------ SUPPLIED RECORDS
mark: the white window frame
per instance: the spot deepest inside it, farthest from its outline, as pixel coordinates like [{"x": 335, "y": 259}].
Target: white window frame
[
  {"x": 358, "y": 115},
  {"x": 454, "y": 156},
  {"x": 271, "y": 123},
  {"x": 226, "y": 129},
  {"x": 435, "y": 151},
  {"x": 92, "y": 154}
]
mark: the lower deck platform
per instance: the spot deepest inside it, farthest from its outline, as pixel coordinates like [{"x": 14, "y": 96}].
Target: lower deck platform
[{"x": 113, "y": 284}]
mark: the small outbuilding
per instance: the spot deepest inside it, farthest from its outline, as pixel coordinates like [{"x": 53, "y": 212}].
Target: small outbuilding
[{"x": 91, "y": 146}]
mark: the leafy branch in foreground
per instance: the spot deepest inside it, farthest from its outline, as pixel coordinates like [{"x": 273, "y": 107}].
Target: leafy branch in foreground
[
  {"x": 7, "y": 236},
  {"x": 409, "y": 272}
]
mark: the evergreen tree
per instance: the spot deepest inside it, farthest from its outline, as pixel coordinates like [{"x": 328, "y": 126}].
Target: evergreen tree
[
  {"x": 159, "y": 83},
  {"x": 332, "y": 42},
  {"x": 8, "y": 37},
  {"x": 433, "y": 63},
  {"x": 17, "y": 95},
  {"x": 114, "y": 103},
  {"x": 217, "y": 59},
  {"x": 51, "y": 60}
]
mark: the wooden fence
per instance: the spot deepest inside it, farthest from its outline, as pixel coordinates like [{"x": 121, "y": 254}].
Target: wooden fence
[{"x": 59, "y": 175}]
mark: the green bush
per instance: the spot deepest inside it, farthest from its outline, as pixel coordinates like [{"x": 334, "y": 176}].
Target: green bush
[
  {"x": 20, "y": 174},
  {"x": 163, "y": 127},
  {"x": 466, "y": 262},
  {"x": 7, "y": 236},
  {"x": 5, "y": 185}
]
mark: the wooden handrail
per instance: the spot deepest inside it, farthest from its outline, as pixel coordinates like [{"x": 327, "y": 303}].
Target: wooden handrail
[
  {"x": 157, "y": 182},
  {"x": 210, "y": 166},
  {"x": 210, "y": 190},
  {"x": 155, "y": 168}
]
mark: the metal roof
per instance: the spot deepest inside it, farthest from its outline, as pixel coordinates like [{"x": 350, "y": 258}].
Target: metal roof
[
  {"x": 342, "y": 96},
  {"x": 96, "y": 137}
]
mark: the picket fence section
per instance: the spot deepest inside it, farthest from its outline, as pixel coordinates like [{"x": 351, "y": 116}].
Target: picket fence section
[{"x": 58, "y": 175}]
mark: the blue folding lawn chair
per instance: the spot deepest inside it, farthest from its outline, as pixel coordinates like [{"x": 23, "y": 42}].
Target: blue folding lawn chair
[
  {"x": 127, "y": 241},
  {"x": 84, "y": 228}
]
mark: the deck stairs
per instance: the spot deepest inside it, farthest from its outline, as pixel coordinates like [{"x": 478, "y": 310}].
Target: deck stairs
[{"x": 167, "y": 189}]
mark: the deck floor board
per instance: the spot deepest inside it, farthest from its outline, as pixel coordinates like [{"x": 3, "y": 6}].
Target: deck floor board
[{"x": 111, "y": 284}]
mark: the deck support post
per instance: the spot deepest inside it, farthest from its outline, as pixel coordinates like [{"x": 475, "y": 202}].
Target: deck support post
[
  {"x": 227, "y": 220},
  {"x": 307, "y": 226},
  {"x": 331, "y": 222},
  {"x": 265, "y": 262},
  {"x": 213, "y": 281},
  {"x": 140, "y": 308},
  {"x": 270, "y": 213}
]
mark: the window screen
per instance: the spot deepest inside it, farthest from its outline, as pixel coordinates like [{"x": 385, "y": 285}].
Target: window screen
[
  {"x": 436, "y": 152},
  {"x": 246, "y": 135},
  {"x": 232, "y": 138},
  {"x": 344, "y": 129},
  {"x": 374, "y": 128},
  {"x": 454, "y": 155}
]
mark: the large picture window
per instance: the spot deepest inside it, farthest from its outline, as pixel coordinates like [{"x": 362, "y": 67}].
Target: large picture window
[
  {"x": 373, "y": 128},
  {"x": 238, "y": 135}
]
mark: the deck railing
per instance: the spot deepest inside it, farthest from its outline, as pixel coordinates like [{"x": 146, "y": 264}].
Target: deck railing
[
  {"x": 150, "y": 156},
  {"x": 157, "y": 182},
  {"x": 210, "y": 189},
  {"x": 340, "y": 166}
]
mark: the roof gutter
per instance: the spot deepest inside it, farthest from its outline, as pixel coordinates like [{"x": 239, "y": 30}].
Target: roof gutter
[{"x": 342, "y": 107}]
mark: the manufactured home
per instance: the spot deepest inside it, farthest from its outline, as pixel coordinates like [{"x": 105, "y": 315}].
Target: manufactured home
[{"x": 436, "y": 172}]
------------
▶ [PROBLEM]: All records shown above need to be written out again verbatim.

▶ [RESPONSE BELOW]:
mark: the white window frame
per instance: the spot deepest inside it, farthest from its outline, as pixel coordinates like [{"x": 335, "y": 259}].
Target: white window frame
[
  {"x": 358, "y": 115},
  {"x": 454, "y": 156},
  {"x": 271, "y": 123},
  {"x": 226, "y": 129},
  {"x": 435, "y": 151},
  {"x": 92, "y": 154}
]
mark: the lower deck platform
per instance: the spot deepest inside it, farthest from its outline, as pixel coordinates like [{"x": 14, "y": 96}].
Target: lower deck platform
[{"x": 113, "y": 284}]
mark: the small outbuilding
per instance: the spot deepest inside it, farthest from its outline, as pixel coordinates like [{"x": 53, "y": 212}].
Target: small outbuilding
[{"x": 91, "y": 146}]
mark: the leafy branch in foreground
per instance: the spot deepest inside it, farthest from its outline, as pixel coordinates like [{"x": 273, "y": 107}].
Target: leafy branch in foreground
[
  {"x": 7, "y": 236},
  {"x": 409, "y": 272}
]
mark: the evergreen tree
per instance: the spot deepest inside it, farthest from its outline, as pixel coordinates like [{"x": 328, "y": 126}].
Target: evergreen tree
[
  {"x": 159, "y": 83},
  {"x": 332, "y": 42},
  {"x": 8, "y": 37},
  {"x": 433, "y": 63},
  {"x": 17, "y": 95},
  {"x": 114, "y": 103},
  {"x": 217, "y": 59},
  {"x": 51, "y": 60}
]
mark: the wooden fence
per instance: the spot deepest inside it, farthest from its outline, as pixel coordinates like [{"x": 121, "y": 254}].
Target: wooden fence
[{"x": 59, "y": 175}]
mark: the green bush
per instance: the spot deepest inside it, farthest from its outline, as pixel coordinates like [{"x": 334, "y": 176}].
Target: green bush
[
  {"x": 20, "y": 174},
  {"x": 163, "y": 127},
  {"x": 466, "y": 262},
  {"x": 7, "y": 236},
  {"x": 5, "y": 185}
]
mark: the wooden handrail
per instance: the spot deepest inside it, farthest from its outline, as pixel coordinates like [{"x": 327, "y": 303}].
Target: wooden handrail
[
  {"x": 157, "y": 182},
  {"x": 210, "y": 166},
  {"x": 210, "y": 190},
  {"x": 155, "y": 168}
]
mark: the metal roof
per instance: the spot deepest inside it, farthest from its outline, as pixel coordinates like [{"x": 350, "y": 258}].
Target: metal roof
[
  {"x": 342, "y": 96},
  {"x": 96, "y": 137}
]
mark: the picket fence section
per instance: the spot deepest inside it, farthest from its outline, as pixel coordinates like [{"x": 351, "y": 116}].
Target: picket fence section
[{"x": 58, "y": 175}]
mark: the blue folding lawn chair
per instance: the spot deepest inside it, farthest from its outline, as pixel coordinates like [{"x": 23, "y": 42}].
Target: blue folding lawn chair
[
  {"x": 127, "y": 241},
  {"x": 84, "y": 228}
]
mark: the deck stairs
per instance: the spot deepest inside it, farthest from its outline, as pixel coordinates like [{"x": 478, "y": 310}].
Target: deck stairs
[{"x": 167, "y": 189}]
mark: the deck floor board
per instance: the spot deepest inside it, farthest from its outline, as pixel coordinates like [{"x": 3, "y": 6}].
Target: deck floor board
[{"x": 111, "y": 284}]
mark: the deck support post
per instance: the spot deepest inside it, farthest from its outline, as pixel coordinates like [{"x": 475, "y": 202}].
Target: deck support post
[
  {"x": 227, "y": 220},
  {"x": 307, "y": 226},
  {"x": 331, "y": 222},
  {"x": 265, "y": 262},
  {"x": 213, "y": 281},
  {"x": 140, "y": 308},
  {"x": 270, "y": 213}
]
mark: the window screen
per instance: the spot deepest inside it, farthest from its outline, as pixel coordinates like [{"x": 385, "y": 285}].
Target: window screen
[
  {"x": 436, "y": 152},
  {"x": 246, "y": 135},
  {"x": 232, "y": 138},
  {"x": 344, "y": 129},
  {"x": 374, "y": 128},
  {"x": 454, "y": 155}
]
mark: the large picture window
per instance: the spot deepest inside it, farthest from its outline, as pixel coordinates like [{"x": 362, "y": 67}].
Target: large picture window
[
  {"x": 373, "y": 128},
  {"x": 238, "y": 135}
]
mark: the deck railing
per instance: the spot deepest inside it, farthest from its outline, as pixel coordinates like [{"x": 146, "y": 264}].
Target: deck railing
[
  {"x": 150, "y": 156},
  {"x": 157, "y": 182},
  {"x": 210, "y": 189},
  {"x": 340, "y": 166}
]
mark: the roof gutter
per instance: the spot deepest inside it, farthest from its outline, as pixel coordinates like [{"x": 239, "y": 30}].
Target: roof gutter
[{"x": 342, "y": 107}]
mark: the manufactured home
per instance: the spot deepest inside it, farthest from its outline, as pixel coordinates like [{"x": 105, "y": 315}].
Target: manufactured home
[{"x": 436, "y": 172}]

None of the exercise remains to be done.